::: TEXT SHOWN
In 1974, Jerry says the “biggest break of my life” came when he joined Ned Gould and Robert Bar-David in their N.R.1. clothing line. He built a relationship of brotherhood with the owners and felt professionally fulfilled.

Jerry had a dream job and was chairing a Jewish Cub Scout troop at Tiferet, his wife was a revered CPA and their sons were growing. Then, a crisis came upon the family that no one could have imagined.

“I was in Florida on business and a wayward teenager we’d provided a home and help for came in and killed Naomi,” says Jerry. “It was unbelievable and the most terrible loss.”

For five years, Jerry focused on work and his teenage sons. The brothers said he became “Super Dad.”

“There’s never a dull moment around Dad. He is funny and amazing whenever he steps up to a challenge. Of course, after our mom died but also when I was young, after my cancer, Dad helped me go to annual scans. He and our mother were very generous in making a great education the No. 1 family funding priority,” said Andrew, a member of Akiba Academy’s first graduating class. “He taught us from early on that, despite being competitive, winning on merit was what mattered.”

David echoes his brother’s mention of their father providing for schooling and enrichment activities even in lean times. “He always stressed getting as much education as possible and he always provided such opportunities. He taught us that honesty and faithfulness are our north star. Throughout his life, his connection to Judaism has grown. That, and he always loves a great Shabbos meal.”

Richard has treasured memories of floating down the Rio Grande with his father, Jerry coaching his boys’ JCC sports teams and the opportunity to work alongside one another in the apparel industry, always taking in so many of the lessons his brothers mentioned.

In 1986, Jerry had several friends encouraging him to date and find company. Diane Wernick’s name was recommended either by Rebecca Greenblatt, who was a mutual friend, or during a tennis court intro by son Richard, as the story has two tellings. Regardless of who deserves the credit for the connection, it was fast and fantastic from the start.

“Dad’s always there and nothing matters more to him than family,” Richard said. “He and Diane, who has been like a mom and who is an awesome grandma, love each other so much.”

Jerry and Diane’s romance began with their first date at Gershwin’s restaurant. The two were seated at 7:30 p.m. and were asked, “politely, but severely,” says Jerry, to leave three hours later as the restaurant had closed.

“She could finish the end of my sentences just a couple hours in,” says Jerry. “We have a similar sense of humor and, while we don’t always agree, we have always had great respect for one another.”

There was a second date, then another and another.

“I was so impressed by how devoted he was as a father and what a good role model he would be,” she said. “He had so loved his first wife and he had so much love to give.”
::::::
::: SOURCE MATERIAL
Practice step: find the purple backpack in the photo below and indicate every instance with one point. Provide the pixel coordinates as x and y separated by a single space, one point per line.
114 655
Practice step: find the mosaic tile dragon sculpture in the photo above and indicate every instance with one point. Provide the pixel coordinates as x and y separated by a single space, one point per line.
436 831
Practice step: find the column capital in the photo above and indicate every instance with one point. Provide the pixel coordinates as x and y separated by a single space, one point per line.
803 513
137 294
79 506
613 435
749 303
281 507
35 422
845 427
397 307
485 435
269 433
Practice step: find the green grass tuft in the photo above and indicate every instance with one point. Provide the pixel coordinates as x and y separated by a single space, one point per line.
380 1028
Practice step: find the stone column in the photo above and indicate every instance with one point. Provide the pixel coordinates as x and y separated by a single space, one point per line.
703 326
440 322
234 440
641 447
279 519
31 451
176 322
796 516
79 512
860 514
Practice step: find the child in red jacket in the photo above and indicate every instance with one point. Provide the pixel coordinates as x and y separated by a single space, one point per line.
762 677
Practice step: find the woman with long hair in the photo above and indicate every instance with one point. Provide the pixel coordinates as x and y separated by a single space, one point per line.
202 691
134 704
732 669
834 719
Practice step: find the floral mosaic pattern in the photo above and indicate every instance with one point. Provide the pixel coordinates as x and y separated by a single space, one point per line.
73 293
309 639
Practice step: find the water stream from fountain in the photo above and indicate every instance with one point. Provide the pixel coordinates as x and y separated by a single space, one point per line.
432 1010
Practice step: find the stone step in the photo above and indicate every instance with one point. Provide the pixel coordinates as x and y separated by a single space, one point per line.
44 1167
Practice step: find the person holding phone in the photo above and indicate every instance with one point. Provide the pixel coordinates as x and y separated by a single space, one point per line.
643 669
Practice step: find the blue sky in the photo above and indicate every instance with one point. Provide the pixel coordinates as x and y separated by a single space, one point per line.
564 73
::::::
▶ [TO DO]:
1. Answer these questions from the text about Jerry:
(a) In what year did Jerry join the N.R.1. clothing line?
(b) At which restaurant did Jerry and Diane have their first date?
(c) Andrew was a member of which school's first graduating class?
2. Echo a passage of the text about Jerry word for word, beginning at the words "Jerry and Diane’s" and stopping after the words "another and another.".

▶ [TASK-BY-TASK OUTPUTS]:
1.
(a) 1974
(b) Gershwin's restaurant
(c) Akiba Academy

2.
Jerry and Diane’s romance began with their first date at Gershwin’s restaurant. The two were seated at 7:30 p.m. and were asked, “politely, but severely,” says Jerry, to leave three hours later as the restaurant had closed.

“She could finish the end of my sentences just a couple hours in,” says Jerry. “We have a similar sense of humor and, while we don’t always agree, we have always had great respect for one another.”

There was a second date, then another and another.